• [Directive 1]:
Decide whether each statement below agrees with the forum post on optimizing SIMD code. Answer yes or no for each, and quote the words of the post that decide it.
(a) The author believes a SIMD tutorial would serve better than examples.
(b) The code used in the mini-tutorial is taken from code the author posted before.
(c) If Z+depth is less than 0, the code inverts the signs of X and Y.
• [Directive 2]: In the forum post on optimizing SIMD code, which register is set to 0,0,0,0 at the start of the code?

Cycles after cycles

NightWare · July 06, 2009, 09:48:55 PM

Caught up in circles confusion
Is nothing new
Flashback, warm nights
Almost left behind
Suitcases of memories,
Cycles after
Some cycles you picture me
I'm walking too far ahead :eek OOOPS ! i forget myself... (my dark singer side, probably... :wink)

ok, here i'm going to show how to optimize simd code (not entirely, but enough to make you understand how to procced, in general...). someone have asked a simd tutorial recently, IMHO it's useless, some examples will probably give better results... someone else was also a bit confused with masking system, i think... this example is excellent... for this mini-tut, i'm going to use a part of a code i've posted here : http://www.masm32.com/board/index.php?topic=9019.0

Code Select

;
; and transform to 2D coords
;
		xorps XMM6,XMM6								;; XMM6 = 0,0,0,0
		movss XMM7,DWORD PTR (A_3D_World PTR [esi]).Visual_Limit_Z_Maxi_1	;; XMM7 = 0,0,0,depth
; for the 1st point
		movhlps XMM4,XMM0								;; XMM4 = _,_,0,Z
		movss XMM5,XMM7								;; XMM5 = 0,0,0,depth
		addss XMM5,XMM4								;; XMM5 = _,_,0,Z+depth
		comiss XMM5,XMM6								;; compare Z+depth to 0
		jnc AvoidInvert09								;; if Z+depth is greater or equal  (c=lt and nc=ge with comiss), goto AvoidInvert09
		xorps XMM0,OWORD PTR Simd_Mask_Signs_x_x_1_0			;; otherwise invert signs of X and Y
AvoidInvert09:
		rcpss XMM5,XMM5								;; XMM5 = 0,0,0,1/Z+depth
		unpcklps XMM5,XMM5								;; XMM5 = _,_,1/Z+depth,1/Z+depth
		addps XMM0,XMM0								;; XMM0 = _,_,Y*2,X*2
		mulps XMM0,XMM5								;; XMM0 = _,_,Y*2*1/(Z+depth),X*2*1/(Z+depth)
		movlhps XMM0,XMM4								;; XMM0 = _,Z,Y*2*1/(Z+depth),X*2*1/(Z+depth)
; for the 2nd point
		movhlps XMM4,XMM1								;; XMM4 = _,_,0,Z
		movss XMM5,XMM7								;; XMM5 = 0,0,0,depth
		addss XMM5,XMM4								;; XMM5 = _,_,0,Z+depth
		comiss XMM5,XMM6								;; compare Z+depth to 0
		jnc AvoidInvert10								;; if Z+depth is greater or equal  (c=lt and nc=ge with comiss), goto AvoidInvert10
		xorps XMM1,OWORD PTR Simd_Mask_Signs_x_x_1_0			;; otherwise invert signs of X and Y
AvoidInvert10:
		rcpss XMM5,XMM5								;; XMM5 = 0,0,0,1/Z+depth
		unpcklps XMM5,XMM5								;; XMM5 = _,_,1/Z+depth,1/Z+depth
		addps XMM1,XMM1								;; XMM1 = _,_,Y*2,X*2
		mulps XMM1,XMM5								;; XMM1 = _,_,Y*2*1/(Z+depth),X*2*1/(Z+depth)

• [Material provided]:

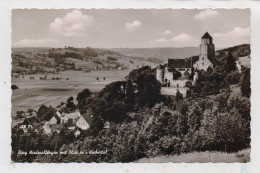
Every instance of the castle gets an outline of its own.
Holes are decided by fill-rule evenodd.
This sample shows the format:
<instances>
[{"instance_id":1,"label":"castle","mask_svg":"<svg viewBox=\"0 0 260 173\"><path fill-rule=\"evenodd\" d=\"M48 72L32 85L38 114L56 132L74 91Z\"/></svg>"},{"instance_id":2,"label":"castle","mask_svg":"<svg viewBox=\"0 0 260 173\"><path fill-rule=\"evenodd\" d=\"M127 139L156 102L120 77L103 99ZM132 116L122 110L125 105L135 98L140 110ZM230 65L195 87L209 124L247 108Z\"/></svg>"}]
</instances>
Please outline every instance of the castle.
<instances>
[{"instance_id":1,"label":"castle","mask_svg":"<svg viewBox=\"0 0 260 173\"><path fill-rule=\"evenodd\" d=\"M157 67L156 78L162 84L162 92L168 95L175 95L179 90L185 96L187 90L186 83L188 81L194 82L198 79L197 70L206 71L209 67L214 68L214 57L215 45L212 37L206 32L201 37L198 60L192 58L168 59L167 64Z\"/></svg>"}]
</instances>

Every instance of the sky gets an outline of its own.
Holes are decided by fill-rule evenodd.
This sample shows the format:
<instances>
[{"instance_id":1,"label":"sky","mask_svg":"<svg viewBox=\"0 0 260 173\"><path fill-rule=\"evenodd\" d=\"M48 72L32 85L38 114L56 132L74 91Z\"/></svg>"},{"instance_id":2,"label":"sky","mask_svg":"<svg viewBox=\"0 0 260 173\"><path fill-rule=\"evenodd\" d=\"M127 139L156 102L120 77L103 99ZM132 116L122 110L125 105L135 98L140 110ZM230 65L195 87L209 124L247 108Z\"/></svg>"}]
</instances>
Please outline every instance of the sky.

• [Right answer 1]:
(a) No: "IMHO it's useless, some examples will probably give better results..."
(b) Yes: "i'm going to use a part of a code i've posted here"
(c) Yes: "otherwise invert signs of X and Y"

• [Right answer 2]: XMM6